REQUIREMENT
Return every line of the listing below that contains the string "grassy". Case counts, so match it with exactly this capitalization.
━━ DATA SHOWN ━━
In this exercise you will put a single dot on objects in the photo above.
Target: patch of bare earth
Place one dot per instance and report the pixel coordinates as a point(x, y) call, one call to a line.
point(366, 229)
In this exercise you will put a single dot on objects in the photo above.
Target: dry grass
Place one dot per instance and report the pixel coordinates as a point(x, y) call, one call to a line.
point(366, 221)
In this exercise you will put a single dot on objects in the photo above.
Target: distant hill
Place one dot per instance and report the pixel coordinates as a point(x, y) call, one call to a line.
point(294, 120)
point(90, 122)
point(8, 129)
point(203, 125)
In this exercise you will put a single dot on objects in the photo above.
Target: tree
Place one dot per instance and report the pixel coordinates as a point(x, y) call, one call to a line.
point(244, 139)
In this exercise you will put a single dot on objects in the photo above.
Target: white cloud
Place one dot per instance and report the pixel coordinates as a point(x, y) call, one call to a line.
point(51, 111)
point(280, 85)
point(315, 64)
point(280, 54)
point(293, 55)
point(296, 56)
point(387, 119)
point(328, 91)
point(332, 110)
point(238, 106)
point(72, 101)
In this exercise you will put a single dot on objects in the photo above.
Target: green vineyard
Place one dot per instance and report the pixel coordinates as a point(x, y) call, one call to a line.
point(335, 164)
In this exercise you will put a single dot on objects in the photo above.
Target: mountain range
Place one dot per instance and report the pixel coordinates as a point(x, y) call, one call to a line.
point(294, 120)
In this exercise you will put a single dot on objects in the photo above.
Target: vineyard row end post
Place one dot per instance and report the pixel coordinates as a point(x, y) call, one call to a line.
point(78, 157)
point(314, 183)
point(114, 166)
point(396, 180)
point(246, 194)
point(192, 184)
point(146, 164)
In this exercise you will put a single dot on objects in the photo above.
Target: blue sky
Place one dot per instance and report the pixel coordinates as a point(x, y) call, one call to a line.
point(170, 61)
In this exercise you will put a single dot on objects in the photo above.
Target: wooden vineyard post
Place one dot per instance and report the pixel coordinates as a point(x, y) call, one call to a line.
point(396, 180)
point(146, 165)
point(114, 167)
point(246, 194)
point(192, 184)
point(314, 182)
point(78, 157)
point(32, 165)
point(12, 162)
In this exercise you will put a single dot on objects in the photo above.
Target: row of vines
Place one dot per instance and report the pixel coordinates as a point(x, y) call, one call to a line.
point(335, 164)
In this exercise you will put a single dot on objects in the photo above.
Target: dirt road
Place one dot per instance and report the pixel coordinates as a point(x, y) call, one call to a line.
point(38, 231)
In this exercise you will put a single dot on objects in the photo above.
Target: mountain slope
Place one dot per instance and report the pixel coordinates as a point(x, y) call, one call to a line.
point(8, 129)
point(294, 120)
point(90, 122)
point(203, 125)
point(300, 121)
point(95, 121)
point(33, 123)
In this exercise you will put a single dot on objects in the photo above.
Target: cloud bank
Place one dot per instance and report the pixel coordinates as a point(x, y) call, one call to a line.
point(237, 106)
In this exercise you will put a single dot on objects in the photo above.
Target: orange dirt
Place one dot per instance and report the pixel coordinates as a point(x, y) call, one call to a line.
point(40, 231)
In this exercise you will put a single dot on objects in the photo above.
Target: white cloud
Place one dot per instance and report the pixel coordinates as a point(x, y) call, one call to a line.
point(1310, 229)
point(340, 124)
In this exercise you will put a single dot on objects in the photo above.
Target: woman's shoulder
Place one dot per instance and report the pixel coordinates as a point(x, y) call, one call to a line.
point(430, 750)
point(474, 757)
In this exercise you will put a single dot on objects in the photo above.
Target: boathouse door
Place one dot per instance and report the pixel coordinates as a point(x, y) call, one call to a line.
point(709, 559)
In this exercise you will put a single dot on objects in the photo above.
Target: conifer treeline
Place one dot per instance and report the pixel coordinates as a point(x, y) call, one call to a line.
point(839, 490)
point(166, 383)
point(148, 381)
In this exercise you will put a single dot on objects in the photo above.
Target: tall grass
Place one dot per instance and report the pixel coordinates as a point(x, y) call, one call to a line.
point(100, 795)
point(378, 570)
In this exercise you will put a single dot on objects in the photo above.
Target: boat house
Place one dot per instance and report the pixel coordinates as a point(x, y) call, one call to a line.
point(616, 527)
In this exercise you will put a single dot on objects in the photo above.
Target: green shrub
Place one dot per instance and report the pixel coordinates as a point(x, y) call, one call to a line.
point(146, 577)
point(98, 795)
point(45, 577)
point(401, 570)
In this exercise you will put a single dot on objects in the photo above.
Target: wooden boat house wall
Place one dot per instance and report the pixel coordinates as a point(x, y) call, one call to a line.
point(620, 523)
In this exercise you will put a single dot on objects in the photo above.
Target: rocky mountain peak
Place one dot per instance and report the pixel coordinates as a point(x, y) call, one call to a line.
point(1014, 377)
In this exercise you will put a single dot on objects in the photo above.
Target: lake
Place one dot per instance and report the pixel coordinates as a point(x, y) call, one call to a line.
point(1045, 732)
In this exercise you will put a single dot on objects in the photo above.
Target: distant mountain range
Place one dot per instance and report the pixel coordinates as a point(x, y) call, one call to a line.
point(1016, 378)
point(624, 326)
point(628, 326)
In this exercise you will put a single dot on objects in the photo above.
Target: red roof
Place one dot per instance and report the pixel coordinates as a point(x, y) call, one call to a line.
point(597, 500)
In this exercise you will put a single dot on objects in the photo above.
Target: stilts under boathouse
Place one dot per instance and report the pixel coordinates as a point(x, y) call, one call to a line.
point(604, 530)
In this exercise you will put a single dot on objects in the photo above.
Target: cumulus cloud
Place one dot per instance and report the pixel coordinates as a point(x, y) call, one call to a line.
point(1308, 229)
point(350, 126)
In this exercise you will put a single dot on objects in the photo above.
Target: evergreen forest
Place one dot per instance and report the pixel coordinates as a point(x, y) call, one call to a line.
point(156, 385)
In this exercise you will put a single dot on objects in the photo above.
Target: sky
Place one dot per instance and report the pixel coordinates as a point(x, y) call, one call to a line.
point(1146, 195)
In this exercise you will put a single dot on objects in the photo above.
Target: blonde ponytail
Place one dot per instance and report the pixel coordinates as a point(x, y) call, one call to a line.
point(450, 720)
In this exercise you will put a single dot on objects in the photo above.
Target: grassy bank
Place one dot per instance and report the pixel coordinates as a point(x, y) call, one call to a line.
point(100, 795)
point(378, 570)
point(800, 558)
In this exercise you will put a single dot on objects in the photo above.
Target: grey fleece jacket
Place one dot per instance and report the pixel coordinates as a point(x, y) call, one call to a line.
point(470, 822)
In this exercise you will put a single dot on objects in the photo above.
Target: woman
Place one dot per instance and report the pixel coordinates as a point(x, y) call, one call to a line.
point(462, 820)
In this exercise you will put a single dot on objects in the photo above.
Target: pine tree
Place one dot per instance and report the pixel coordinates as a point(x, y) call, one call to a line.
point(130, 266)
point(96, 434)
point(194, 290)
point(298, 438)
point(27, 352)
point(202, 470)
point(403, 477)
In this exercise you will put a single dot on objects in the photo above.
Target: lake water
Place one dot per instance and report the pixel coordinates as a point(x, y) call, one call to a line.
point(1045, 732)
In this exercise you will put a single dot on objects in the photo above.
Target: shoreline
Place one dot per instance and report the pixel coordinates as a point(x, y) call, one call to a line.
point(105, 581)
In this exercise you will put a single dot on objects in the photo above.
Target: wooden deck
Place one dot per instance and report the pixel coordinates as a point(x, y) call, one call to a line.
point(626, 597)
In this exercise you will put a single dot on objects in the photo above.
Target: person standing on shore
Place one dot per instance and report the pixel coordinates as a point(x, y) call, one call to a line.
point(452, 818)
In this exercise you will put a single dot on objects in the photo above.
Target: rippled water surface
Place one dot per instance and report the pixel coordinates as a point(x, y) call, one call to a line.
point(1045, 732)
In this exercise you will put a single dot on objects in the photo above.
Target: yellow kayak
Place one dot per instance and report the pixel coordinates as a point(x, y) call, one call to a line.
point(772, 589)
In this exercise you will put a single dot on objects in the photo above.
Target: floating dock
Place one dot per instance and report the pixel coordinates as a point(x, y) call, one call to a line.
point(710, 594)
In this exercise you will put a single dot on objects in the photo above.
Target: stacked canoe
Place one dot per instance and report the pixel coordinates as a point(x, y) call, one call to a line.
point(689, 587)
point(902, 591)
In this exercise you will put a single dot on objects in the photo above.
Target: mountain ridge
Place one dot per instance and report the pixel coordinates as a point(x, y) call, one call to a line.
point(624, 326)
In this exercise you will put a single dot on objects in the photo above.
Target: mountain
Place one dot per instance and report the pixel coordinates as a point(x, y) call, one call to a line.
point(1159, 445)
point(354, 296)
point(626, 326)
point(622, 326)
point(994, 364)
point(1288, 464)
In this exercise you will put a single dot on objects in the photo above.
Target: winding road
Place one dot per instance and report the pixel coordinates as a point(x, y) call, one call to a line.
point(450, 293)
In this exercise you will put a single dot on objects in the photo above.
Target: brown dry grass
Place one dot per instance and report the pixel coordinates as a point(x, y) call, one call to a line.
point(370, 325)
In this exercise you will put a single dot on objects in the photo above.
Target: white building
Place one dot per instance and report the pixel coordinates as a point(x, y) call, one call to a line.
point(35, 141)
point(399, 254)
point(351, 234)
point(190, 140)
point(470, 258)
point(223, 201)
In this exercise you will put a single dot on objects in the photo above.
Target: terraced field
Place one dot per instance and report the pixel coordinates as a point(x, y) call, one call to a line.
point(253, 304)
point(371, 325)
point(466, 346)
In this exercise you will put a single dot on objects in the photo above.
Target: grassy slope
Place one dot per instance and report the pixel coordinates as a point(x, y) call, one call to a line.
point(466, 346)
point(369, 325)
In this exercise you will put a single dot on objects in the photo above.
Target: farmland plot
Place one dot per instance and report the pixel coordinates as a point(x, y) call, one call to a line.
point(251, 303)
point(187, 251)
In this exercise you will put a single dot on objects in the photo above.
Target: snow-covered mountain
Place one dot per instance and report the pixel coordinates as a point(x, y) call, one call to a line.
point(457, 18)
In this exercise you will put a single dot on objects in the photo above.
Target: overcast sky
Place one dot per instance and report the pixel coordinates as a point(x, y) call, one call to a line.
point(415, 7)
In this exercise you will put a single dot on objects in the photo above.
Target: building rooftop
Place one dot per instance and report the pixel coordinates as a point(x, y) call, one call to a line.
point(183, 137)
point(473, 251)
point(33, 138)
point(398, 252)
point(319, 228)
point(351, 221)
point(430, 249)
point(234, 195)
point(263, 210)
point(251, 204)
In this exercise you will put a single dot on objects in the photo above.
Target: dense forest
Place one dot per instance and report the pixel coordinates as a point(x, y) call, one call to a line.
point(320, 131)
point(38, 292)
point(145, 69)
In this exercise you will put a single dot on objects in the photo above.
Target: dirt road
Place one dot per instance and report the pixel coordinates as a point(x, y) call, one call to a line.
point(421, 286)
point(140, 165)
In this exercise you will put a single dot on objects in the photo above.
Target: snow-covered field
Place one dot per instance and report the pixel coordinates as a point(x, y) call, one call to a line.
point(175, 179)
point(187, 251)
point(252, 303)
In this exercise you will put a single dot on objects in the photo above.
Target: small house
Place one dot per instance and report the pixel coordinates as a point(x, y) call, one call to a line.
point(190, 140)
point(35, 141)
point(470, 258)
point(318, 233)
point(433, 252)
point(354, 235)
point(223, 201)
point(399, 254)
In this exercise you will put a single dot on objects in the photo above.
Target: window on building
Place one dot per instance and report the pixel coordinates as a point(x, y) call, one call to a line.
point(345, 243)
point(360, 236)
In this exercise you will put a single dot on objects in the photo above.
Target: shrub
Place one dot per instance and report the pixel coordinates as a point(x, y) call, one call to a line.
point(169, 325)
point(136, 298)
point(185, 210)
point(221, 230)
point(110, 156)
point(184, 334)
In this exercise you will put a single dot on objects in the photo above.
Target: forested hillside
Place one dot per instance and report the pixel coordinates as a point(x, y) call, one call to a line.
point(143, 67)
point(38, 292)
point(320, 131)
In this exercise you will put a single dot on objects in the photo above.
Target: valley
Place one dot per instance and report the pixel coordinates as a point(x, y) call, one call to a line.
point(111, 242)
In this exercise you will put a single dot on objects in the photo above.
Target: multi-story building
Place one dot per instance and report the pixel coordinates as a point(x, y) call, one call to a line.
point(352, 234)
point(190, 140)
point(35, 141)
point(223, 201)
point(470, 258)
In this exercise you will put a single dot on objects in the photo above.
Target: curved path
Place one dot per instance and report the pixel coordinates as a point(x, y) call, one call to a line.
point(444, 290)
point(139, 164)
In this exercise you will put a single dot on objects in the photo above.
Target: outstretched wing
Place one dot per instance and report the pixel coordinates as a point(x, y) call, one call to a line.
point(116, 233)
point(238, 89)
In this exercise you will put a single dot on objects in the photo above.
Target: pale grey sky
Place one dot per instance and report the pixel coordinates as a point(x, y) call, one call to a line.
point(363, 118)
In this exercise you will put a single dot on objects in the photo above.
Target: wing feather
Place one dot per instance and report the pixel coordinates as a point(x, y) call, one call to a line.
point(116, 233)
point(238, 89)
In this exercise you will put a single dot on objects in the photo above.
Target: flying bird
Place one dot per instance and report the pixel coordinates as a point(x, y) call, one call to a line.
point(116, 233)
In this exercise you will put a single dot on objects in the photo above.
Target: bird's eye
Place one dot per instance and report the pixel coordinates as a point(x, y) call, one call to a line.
━━━
RESULT
Target: grassy bank
Target: grassy slope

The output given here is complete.